— START Dataset rows —

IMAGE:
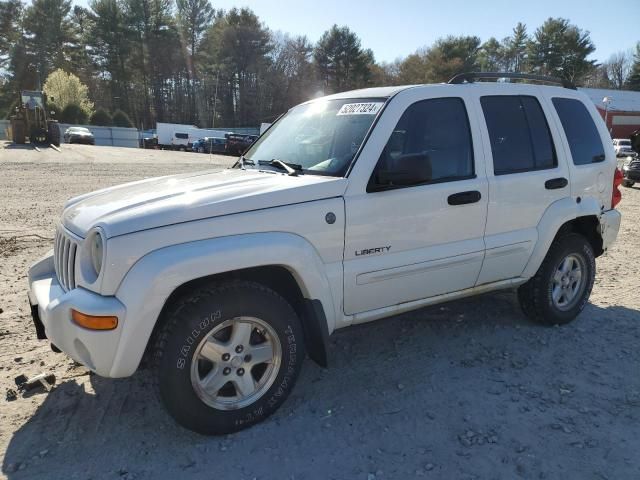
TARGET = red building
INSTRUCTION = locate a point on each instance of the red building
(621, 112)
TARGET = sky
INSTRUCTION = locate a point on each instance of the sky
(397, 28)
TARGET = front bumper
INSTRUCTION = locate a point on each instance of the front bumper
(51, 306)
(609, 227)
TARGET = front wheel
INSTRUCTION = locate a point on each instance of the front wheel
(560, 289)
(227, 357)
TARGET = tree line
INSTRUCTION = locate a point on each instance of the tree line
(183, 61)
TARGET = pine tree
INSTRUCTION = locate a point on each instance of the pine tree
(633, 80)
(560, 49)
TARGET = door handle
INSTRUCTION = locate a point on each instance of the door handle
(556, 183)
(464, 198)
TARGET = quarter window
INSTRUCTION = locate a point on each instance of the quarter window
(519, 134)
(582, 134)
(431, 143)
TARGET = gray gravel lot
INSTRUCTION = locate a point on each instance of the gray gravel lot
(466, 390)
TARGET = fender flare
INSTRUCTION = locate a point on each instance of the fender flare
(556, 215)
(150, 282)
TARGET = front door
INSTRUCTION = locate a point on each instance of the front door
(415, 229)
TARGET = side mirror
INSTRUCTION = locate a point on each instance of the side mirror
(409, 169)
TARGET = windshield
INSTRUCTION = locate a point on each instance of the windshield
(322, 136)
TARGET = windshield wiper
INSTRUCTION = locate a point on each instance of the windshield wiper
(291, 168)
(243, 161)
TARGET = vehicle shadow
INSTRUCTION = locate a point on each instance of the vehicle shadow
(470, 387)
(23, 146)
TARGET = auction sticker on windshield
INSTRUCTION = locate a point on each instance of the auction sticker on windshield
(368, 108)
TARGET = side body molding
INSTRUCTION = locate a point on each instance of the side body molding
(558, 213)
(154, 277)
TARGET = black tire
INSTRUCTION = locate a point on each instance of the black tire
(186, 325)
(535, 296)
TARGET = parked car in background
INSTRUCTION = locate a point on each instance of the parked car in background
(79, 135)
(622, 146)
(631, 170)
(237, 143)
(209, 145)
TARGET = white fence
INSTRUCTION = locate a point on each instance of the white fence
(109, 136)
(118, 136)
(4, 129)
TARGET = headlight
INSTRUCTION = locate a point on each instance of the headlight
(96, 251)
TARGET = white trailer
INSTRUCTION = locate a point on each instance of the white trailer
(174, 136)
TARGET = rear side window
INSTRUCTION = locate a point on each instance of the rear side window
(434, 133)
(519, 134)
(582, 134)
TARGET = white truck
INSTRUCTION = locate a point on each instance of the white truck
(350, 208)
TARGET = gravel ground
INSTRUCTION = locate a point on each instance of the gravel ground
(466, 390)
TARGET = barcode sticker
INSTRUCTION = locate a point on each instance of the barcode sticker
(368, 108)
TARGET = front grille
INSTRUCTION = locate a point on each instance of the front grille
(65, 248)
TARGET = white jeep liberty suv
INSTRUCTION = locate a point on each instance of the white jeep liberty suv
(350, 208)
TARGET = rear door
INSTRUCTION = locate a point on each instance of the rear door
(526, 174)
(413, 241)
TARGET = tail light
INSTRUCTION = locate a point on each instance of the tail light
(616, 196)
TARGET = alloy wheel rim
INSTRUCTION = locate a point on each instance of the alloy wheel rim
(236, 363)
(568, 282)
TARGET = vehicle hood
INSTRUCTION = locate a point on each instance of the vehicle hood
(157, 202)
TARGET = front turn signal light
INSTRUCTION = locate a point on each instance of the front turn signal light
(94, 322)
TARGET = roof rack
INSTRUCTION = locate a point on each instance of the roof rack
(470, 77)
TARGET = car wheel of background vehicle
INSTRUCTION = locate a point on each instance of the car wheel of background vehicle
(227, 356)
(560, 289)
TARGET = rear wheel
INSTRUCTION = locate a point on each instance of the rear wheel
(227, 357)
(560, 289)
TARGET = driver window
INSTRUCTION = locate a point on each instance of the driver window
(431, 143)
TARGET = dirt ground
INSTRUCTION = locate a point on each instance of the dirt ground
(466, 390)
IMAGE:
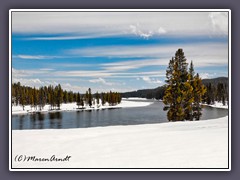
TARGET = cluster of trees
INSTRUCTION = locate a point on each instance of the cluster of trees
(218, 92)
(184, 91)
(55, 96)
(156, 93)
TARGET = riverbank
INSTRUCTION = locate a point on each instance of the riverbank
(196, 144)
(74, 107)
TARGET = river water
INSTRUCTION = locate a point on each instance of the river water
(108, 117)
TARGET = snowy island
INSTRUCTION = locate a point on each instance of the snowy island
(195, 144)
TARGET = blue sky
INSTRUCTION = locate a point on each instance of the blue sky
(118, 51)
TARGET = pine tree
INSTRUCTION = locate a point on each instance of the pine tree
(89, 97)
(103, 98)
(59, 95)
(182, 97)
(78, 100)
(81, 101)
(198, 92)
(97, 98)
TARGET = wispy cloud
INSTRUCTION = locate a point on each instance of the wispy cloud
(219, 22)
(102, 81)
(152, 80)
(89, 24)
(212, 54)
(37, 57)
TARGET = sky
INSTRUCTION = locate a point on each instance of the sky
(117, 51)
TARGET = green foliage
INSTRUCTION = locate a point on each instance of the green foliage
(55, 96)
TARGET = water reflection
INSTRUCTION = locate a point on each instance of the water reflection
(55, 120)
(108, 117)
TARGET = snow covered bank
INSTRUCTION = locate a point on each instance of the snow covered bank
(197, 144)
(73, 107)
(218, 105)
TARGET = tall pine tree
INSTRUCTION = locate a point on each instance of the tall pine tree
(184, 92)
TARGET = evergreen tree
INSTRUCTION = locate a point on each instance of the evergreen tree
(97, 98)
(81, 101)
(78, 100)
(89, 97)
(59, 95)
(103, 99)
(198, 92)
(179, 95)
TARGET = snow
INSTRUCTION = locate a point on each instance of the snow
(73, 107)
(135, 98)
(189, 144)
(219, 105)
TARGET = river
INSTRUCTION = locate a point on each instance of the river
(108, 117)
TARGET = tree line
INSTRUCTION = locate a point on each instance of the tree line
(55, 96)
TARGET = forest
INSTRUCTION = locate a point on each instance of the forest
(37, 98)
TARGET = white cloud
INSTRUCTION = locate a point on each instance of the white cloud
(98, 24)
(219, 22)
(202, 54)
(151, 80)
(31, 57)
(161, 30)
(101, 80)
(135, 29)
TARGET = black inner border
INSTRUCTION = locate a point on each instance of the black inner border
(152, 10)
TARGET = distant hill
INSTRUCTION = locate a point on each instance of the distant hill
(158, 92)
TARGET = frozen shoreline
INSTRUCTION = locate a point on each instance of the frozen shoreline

— END Dataset rows —

## Task brief
Please quote exactly the lines from the one containing "TARGET = forest" through the last line of the records above, both included, and nothing else.

## Expected answer
TARGET = forest
INSTRUCTION = locate a point on each instance of the forest
(37, 98)
TARGET = white cloud
INSTRUCTION = locate a point on each instance of the white cloud
(98, 24)
(219, 22)
(202, 54)
(151, 80)
(31, 57)
(161, 30)
(101, 80)
(135, 29)
TARGET = black inner border
INSTRUCTION = locate a point on each instance of the black inner border
(152, 10)
TARGET = distant hill
INSTRUCTION = locate a point on each instance of the distant hill
(158, 92)
TARGET = frozen shoreline
INSTRUCTION = locate a point on each instance of the frozen shoreline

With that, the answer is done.